(Source passage begins)

I don't have any problems with it when people are afraid of vaccines--I think fear like that is quite natural. However, as with all kinds of fear, where people then completely refuse to have it addressed and instead dig their heels in, and become increasingly traumatised and irrational, that's where I don't understand how that comes to be tied to vaccines (of all things).
I completely understand worries about unknown long-term side effects happening, but again it depends on how you handle that. It seems pretty clear that most vaccines have worked well for some time now.
The worry about the animal origin of some vaccines I suppose is twofold--one that I share is that I don't want to use animal products for ethical reasons (although I've probably been vaccinated with one or several while not knowing their origins), and the other side, which I don't share because I don't understand it, is that people seem to worry about vaccinating against viruses that have jumped the species barrier by using vaccines derived from other species. I don't think the second worry is bonkers, either, and perhaps there's a perfectly easy explanation, but there again I'm sure there are people who forcibly resist explanation, etc.

(Source passage ends)

* Questions to answer:
- A) In the passage on vaccine fears, what reason does the writer give for not wanting to use animal products?
- B) Write out the passage on vaccine fears from "I completely understand" up to and including "resist explanation, etc.".
- C) Pick up the passage on vaccine fears after its final sentence and continue it in the same voice.
You can ignore the items entirely.

(Provided information begins)

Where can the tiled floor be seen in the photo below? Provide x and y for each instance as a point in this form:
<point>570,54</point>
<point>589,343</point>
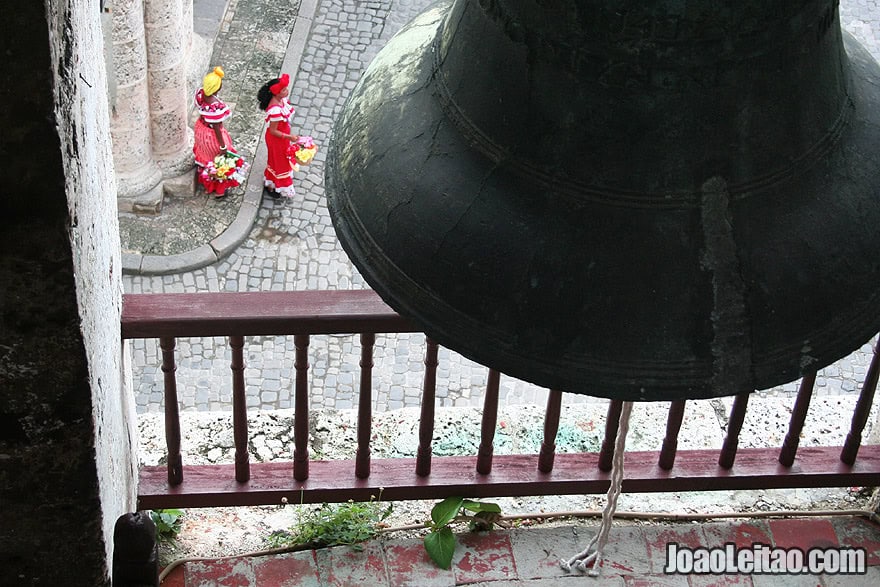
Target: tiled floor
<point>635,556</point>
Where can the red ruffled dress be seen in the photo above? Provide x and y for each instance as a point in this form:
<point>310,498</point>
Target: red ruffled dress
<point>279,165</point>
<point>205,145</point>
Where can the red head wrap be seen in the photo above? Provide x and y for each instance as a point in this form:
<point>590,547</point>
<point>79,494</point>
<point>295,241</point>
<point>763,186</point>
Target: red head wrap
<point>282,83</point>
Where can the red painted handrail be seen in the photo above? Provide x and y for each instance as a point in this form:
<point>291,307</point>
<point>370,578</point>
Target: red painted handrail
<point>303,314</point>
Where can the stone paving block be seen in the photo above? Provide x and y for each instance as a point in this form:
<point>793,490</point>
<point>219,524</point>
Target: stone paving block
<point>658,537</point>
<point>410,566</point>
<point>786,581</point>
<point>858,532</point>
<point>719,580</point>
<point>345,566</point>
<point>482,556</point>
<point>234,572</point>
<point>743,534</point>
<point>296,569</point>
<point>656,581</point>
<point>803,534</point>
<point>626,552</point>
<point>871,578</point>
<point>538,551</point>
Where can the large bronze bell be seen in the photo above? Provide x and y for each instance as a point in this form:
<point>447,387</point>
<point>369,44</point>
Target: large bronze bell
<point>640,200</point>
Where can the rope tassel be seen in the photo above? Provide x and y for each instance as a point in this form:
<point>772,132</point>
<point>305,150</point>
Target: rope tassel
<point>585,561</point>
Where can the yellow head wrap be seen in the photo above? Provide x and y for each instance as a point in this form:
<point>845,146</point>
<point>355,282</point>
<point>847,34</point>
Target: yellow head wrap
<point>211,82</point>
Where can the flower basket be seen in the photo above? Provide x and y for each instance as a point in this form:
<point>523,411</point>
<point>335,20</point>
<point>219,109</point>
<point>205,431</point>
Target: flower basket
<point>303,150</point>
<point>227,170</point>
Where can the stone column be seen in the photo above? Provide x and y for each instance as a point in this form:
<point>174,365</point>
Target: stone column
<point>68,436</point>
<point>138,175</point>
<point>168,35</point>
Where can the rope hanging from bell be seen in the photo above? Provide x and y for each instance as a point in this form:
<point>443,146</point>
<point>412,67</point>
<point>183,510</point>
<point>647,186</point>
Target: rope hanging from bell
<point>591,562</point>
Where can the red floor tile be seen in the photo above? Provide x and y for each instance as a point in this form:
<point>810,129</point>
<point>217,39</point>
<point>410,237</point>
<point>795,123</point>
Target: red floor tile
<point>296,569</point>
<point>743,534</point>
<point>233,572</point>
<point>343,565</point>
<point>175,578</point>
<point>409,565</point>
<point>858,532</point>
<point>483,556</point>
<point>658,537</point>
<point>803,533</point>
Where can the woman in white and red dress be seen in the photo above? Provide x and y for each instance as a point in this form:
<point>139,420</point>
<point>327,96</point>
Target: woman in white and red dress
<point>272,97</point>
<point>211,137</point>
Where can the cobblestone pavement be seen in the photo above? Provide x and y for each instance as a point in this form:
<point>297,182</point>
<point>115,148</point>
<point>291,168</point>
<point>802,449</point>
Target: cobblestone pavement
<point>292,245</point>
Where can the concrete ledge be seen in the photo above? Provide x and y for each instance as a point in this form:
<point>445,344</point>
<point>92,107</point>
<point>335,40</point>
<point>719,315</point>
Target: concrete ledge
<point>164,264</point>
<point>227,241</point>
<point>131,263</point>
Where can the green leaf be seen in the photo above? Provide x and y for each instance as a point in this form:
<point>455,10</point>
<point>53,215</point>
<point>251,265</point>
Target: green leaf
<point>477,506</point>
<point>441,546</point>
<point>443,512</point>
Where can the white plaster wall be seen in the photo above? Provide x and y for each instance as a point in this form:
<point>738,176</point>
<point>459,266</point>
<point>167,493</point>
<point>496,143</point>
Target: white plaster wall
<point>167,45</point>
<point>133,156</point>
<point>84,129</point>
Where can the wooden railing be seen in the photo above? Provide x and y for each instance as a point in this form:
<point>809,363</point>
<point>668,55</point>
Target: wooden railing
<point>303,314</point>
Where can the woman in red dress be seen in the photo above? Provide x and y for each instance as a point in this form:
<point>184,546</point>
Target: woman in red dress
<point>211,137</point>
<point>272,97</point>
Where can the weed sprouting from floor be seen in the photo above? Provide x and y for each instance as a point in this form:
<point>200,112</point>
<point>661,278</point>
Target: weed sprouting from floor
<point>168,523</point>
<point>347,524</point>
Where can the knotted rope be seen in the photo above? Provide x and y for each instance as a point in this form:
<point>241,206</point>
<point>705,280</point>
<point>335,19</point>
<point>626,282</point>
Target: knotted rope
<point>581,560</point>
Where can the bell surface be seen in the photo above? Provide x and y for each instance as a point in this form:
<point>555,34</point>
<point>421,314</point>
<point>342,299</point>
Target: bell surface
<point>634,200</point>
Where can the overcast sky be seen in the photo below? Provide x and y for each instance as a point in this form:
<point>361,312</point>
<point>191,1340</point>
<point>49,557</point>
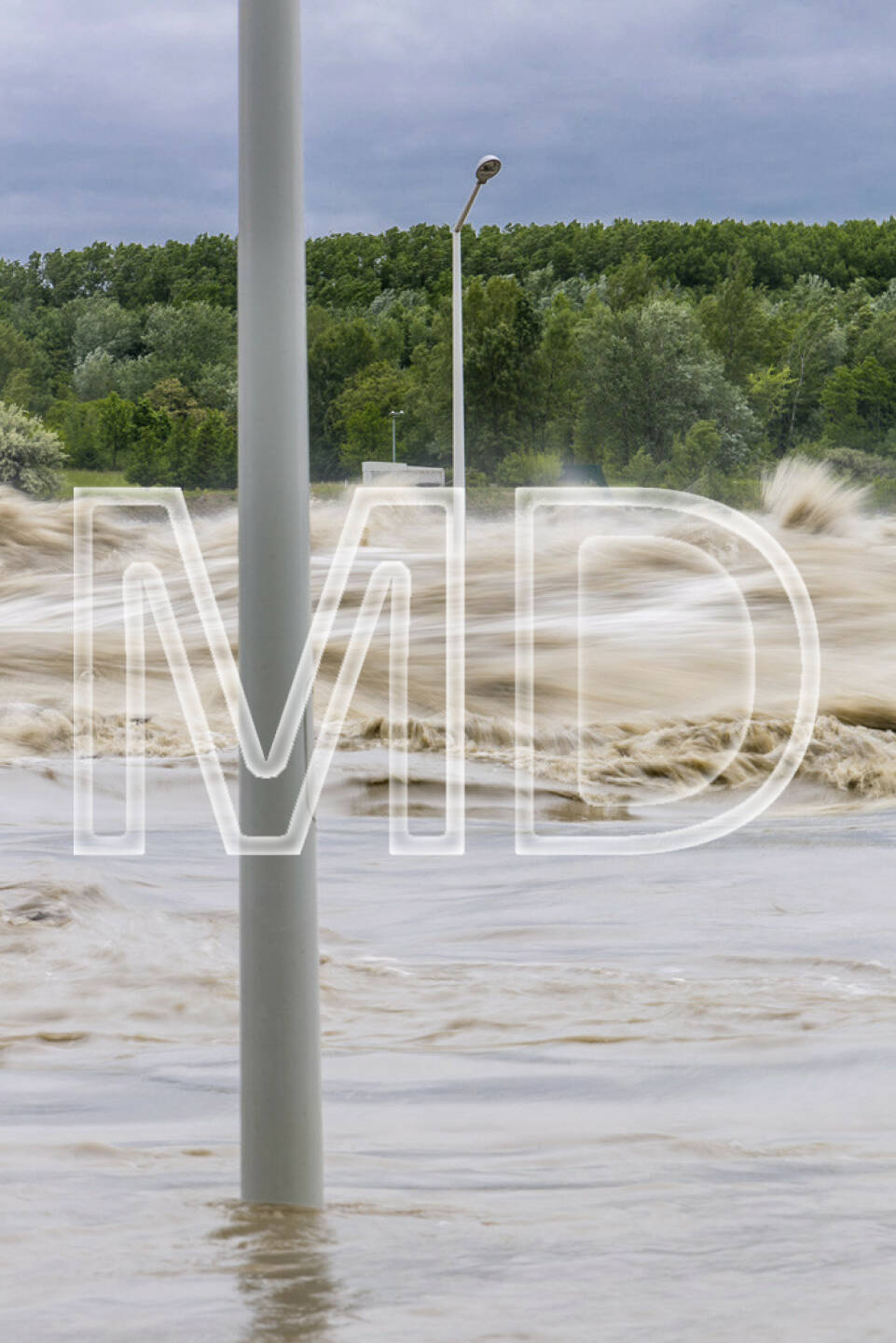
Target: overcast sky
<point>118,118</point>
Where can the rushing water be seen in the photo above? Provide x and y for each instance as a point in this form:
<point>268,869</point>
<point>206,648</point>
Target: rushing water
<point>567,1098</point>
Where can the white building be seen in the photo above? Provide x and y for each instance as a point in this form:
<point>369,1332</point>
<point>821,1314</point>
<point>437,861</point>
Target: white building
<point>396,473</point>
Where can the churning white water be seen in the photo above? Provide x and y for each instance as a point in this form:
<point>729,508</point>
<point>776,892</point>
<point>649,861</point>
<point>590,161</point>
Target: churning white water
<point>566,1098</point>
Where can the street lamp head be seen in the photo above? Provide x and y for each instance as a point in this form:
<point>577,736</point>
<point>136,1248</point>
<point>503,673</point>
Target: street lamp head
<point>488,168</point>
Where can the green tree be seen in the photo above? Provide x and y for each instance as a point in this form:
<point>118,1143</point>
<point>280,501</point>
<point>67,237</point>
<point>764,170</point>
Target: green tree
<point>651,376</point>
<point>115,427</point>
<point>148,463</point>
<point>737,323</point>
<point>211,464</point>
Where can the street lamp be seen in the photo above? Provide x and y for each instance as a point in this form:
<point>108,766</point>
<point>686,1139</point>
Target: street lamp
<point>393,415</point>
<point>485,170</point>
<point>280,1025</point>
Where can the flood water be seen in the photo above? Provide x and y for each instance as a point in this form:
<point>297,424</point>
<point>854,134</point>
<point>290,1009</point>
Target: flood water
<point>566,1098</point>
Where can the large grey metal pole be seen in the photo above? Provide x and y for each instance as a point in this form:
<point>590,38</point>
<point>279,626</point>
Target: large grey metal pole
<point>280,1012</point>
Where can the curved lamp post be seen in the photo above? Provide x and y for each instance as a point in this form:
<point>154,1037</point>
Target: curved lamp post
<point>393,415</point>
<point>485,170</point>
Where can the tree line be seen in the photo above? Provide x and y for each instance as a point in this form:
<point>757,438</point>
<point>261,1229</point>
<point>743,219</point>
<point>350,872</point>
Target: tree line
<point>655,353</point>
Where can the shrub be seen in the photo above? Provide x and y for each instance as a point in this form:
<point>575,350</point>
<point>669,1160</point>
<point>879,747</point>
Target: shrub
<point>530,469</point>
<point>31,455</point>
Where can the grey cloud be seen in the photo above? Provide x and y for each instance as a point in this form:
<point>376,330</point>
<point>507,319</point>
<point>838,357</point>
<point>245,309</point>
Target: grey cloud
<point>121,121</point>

(Provided information ends)
(Provided information begins)

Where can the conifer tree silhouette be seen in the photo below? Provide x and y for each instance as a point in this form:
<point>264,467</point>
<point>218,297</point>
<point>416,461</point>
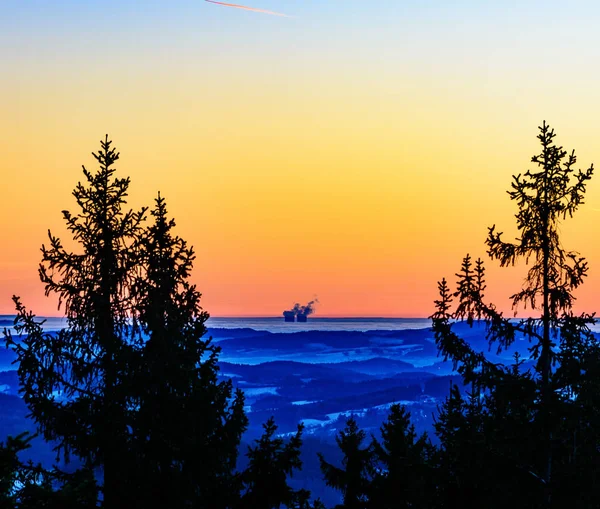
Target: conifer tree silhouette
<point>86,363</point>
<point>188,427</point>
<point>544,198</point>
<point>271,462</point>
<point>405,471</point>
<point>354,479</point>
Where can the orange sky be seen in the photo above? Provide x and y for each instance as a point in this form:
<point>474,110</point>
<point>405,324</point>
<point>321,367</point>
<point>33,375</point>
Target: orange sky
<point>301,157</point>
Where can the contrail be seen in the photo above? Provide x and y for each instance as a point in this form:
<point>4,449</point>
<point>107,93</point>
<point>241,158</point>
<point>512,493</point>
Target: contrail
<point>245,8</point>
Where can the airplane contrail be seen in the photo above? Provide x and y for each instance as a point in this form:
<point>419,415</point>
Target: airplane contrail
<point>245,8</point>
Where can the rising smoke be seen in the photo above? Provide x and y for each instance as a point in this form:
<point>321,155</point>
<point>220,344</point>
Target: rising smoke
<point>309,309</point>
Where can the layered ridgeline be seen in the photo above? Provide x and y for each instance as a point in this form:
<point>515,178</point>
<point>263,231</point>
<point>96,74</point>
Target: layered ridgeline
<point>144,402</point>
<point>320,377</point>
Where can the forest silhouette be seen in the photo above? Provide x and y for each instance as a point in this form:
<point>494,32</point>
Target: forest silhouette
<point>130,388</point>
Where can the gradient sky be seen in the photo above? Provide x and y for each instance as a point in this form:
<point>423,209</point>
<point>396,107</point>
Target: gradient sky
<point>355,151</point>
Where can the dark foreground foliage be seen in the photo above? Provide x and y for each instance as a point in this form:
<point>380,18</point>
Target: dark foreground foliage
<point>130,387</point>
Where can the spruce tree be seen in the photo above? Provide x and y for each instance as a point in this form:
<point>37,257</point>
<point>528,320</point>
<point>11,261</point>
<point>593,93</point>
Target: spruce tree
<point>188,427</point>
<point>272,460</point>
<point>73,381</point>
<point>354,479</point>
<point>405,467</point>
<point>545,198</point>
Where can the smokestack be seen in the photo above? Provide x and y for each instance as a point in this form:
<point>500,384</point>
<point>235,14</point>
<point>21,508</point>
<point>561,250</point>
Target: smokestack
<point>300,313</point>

(Provided information ends)

* Results in order:
- A) Ethical reasons.

- B)
I completely understand worries about unknown long-term side effects happening, but again it depends on how you handle that. It seems pretty clear that most vaccines have worked well for some time now.
The worry about the animal origin of some vaccines I suppose is twofold--one that I share is that I don't want to use animal products for ethical reasons (although I've probably been vaccinated with one or several while not knowing their origins), and the other side, which I don't share because I don't understand it, is that people seem to worry about vaccinating against viruses that have jumped the species barrier by using vaccines derived from other species. I don't think the second worry is bonkers, either, and perhaps there's a perfectly easy explanation, but there again I'm sure there are people who forcibly resist explanation, etc.

- C)
As always, there are plenty of things to fear quite rationally, e.g. falling off a 200-foot cliff (meaning that the fear is aligned with reason, not that the emotion itself is rational), but for some reason some people have hit on this complex of bizarre beliefs that don't seem to be subject to rational penetration at all, and by that I mean the things one hears about on t'Internet, and especially, perhaps, the ways in which people attempt to 'connect' them.
I've never understood where anti-vaxxers even come from. Normally, if people have bonkers views there's at least the possibility of constructing some kind of rationale, e.g. of working out what it is they've misunderstood. With anti-vaxxing, I've never even got to first base when attempting that.